Smart News | Droit de la construction et de l’urbanisme
Aurélie Dauger et Hélène Cloëz vous proposent de retrouver régulièrement une sélection de l’actualité légale et jurisprudentielle en droit de la construction et de l’urbanisme.
Droit de la construction
Du nouveau sur l’actualité jurisprudentielle : Travaux réalisés d’office par la commune chez une personne privée sur le fondement d’une décision annulée : le propriétaire de l’immeuble reste tenu de payer
Cass., civ. 3è, 26 octobre 2022, n°21-12.674, publié au bulletin
Constatant qu’un immeuble érigé sur son territoire menaçait ruine, une commune a pris en 2008 un arrêté de péril imminent prescrivant des travaux confortatifs particulièrement lourds. Face à la carence du syndicat des copropriétaires de l’immeuble, la commune a fait réaliser d’office les travaux, dont elle a ultérieurement demandé le remboursement aux copropriétaires comme le permet l’article L.511-4 du Code de la construction et de l’habitation dans sa version applicable aux faits (devenu l’article L.511-17).

#### [Liste des tâches]
A: D'après le texte fourni, en quelle année la commune a-t-elle pris l'arrêté de péril imminent ?
B: Reprenez le passage du texte fourni qui commence par « Smart News | » et s'arrête après « et de l’urbanisme. », en remplaçant « sélection » par « synthèse ».

#### [Contenu des données]
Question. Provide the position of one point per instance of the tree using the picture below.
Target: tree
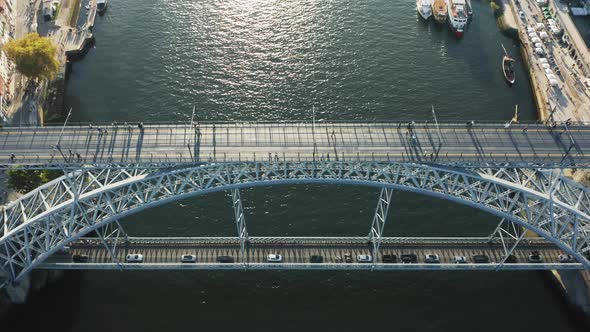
(34, 56)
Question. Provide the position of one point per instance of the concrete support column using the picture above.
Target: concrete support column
(18, 293)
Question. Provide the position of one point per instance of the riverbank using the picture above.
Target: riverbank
(558, 86)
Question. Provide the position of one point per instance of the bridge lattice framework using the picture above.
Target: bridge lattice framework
(48, 218)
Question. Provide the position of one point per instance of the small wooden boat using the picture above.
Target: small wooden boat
(508, 67)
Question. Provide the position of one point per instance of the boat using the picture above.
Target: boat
(457, 16)
(101, 6)
(508, 67)
(469, 9)
(423, 8)
(439, 11)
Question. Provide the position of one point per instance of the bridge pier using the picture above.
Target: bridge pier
(240, 219)
(18, 293)
(379, 219)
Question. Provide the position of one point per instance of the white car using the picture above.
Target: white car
(460, 260)
(274, 258)
(563, 258)
(364, 258)
(188, 258)
(431, 258)
(134, 258)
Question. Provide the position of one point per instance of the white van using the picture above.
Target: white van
(134, 258)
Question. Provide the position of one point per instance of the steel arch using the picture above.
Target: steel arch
(61, 211)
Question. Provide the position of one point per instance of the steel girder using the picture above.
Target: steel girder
(46, 219)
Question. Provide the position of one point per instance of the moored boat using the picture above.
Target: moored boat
(439, 11)
(508, 67)
(423, 8)
(457, 16)
(101, 6)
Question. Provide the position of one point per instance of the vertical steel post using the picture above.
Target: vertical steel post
(379, 219)
(240, 219)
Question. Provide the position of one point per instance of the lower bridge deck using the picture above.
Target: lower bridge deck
(165, 254)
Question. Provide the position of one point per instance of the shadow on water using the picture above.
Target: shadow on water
(55, 307)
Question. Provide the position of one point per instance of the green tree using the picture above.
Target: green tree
(34, 56)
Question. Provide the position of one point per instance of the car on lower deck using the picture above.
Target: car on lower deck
(481, 259)
(389, 258)
(535, 257)
(79, 258)
(134, 258)
(460, 260)
(364, 258)
(431, 258)
(409, 258)
(188, 258)
(225, 259)
(274, 258)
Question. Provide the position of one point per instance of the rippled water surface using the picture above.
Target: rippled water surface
(273, 60)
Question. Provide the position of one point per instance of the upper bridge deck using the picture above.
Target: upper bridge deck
(162, 145)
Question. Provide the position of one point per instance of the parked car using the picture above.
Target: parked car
(274, 258)
(481, 259)
(389, 259)
(225, 259)
(317, 259)
(65, 250)
(364, 258)
(535, 257)
(188, 258)
(134, 258)
(431, 258)
(78, 258)
(409, 258)
(563, 258)
(460, 260)
(347, 257)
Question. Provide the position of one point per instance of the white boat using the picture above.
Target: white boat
(101, 6)
(457, 16)
(423, 8)
(439, 11)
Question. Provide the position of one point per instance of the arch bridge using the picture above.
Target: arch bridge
(48, 228)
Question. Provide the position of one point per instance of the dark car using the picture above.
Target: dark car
(317, 259)
(389, 259)
(347, 258)
(481, 259)
(409, 258)
(80, 258)
(225, 259)
(535, 257)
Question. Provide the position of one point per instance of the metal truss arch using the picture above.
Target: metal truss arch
(37, 225)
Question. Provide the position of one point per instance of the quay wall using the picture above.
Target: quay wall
(526, 54)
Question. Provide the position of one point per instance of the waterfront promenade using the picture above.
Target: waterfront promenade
(568, 98)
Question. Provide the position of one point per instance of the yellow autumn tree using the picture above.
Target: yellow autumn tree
(34, 56)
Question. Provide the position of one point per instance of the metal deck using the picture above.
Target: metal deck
(155, 146)
(165, 253)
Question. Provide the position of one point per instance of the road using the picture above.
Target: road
(474, 145)
(165, 253)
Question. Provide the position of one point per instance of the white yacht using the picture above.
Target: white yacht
(423, 8)
(439, 11)
(457, 16)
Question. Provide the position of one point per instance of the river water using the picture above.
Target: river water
(273, 60)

#### [Corrigé de l'exercice]
A: En 2008.

B:
Smart News | Droit de la construction et de l’urbanisme
Aurélie Dauger et Hélène Cloëz vous proposent de retrouver régulièrement une synthèse de l’actualité légale et jurisprudentielle en droit de la construction et de l’urbanisme.